-- DIRECTIONS --
The answer is to be the data that follows, transcribed exactly, minus its pictures.

-- INFORMATION PROVIDED --
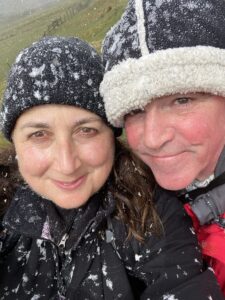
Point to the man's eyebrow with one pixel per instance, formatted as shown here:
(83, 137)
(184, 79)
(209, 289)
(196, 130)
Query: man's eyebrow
(87, 120)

-- OUTPUT BELOW --
Point to the man's eyebrow with one pixel per instance, formatted as shown here:
(83, 137)
(184, 79)
(209, 289)
(196, 130)
Query: man's eyebrow
(87, 120)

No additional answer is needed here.